_EXERCISE REQUIREMENTS_
Quote the following article on the 75th anniversary of the Baptist Student Center in full, reproducing every word and punctuation mark without change.

_TEXT FOR ANALYSIS_

CAPE GIRARDEAU, Mo. — A worship service and banquet on Nov. 6 marked the 75th anniversary of the Baptist Student Center at Southeast Missouri State University — a ministry started in an imperfect time but simply forged ahead.
The BSC began in the latter years of the Great Depression, BSC Director and Chair of Bible Bruce Gentry explained to the volunteers who attended the event.
“This first lesson reminds us that there is no perfect time to start something great — you just have to start and forge ahead,” he said.
Early leaders sacrificed time and funds to launch and sustain the ministry, he added. First Baptist Church in Charleston, Mo., gave A.B. Cooper time off as pastor to raise money for the BSC from throughout the region. S.D. Aubuchon, the first director and Bible chair, received unused vacation pay from Wetzel Memorial Baptist Church, now Kirkwood Baptist, as his first paycheck at the university in 1939.
Six values drive the current ministry — intentional community, intentional hospitality, nurturing a community of learning, leadership development, embracing diversity and sustainability, Gentry explained.
As an expression of intentional hospitality, the ministry currently hosts a free lunch each Thursday and an evening meal on Sunday nights after a chapel service. One week, Japanese students cooked for the large group and shared about their culture, and the following week, German students did the same, he said.

_EXTRACTED ENTRIES_
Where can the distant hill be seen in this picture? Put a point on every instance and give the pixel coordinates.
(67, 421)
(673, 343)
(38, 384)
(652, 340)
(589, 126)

_ANSWER BOX_
CAPE GIRARDEAU, Mo. — A worship service and banquet on Nov. 6 marked the 75th anniversary of the Baptist Student Center at Southeast Missouri State University — a ministry started in an imperfect time but simply forged ahead.
The BSC began in the latter years of the Great Depression, BSC Director and Chair of Bible Bruce Gentry explained to the volunteers who attended the event.
“This first lesson reminds us that there is no perfect time to start something great — you just have to start and forge ahead,” he said.
Early leaders sacrificed time and funds to launch and sustain the ministry, he added. First Baptist Church in Charleston, Mo., gave A.B. Cooper time off as pastor to raise money for the BSC from throughout the region. S.D. Aubuchon, the first director and Bible chair, received unused vacation pay from Wetzel Memorial Baptist Church, now Kirkwood Baptist, as his first paycheck at the university in 1939.
Six values drive the current ministry — intentional community, intentional hospitality, nurturing a community of learning, leadership development, embracing diversity and sustainability, Gentry explained.
As an expression of intentional hospitality, the ministry currently hosts a free lunch each Thursday and an evening meal on Sunday nights after a chapel service. One week, Japanese students cooked for the large group and shared about their culture, and the following week, German students did the same, he said.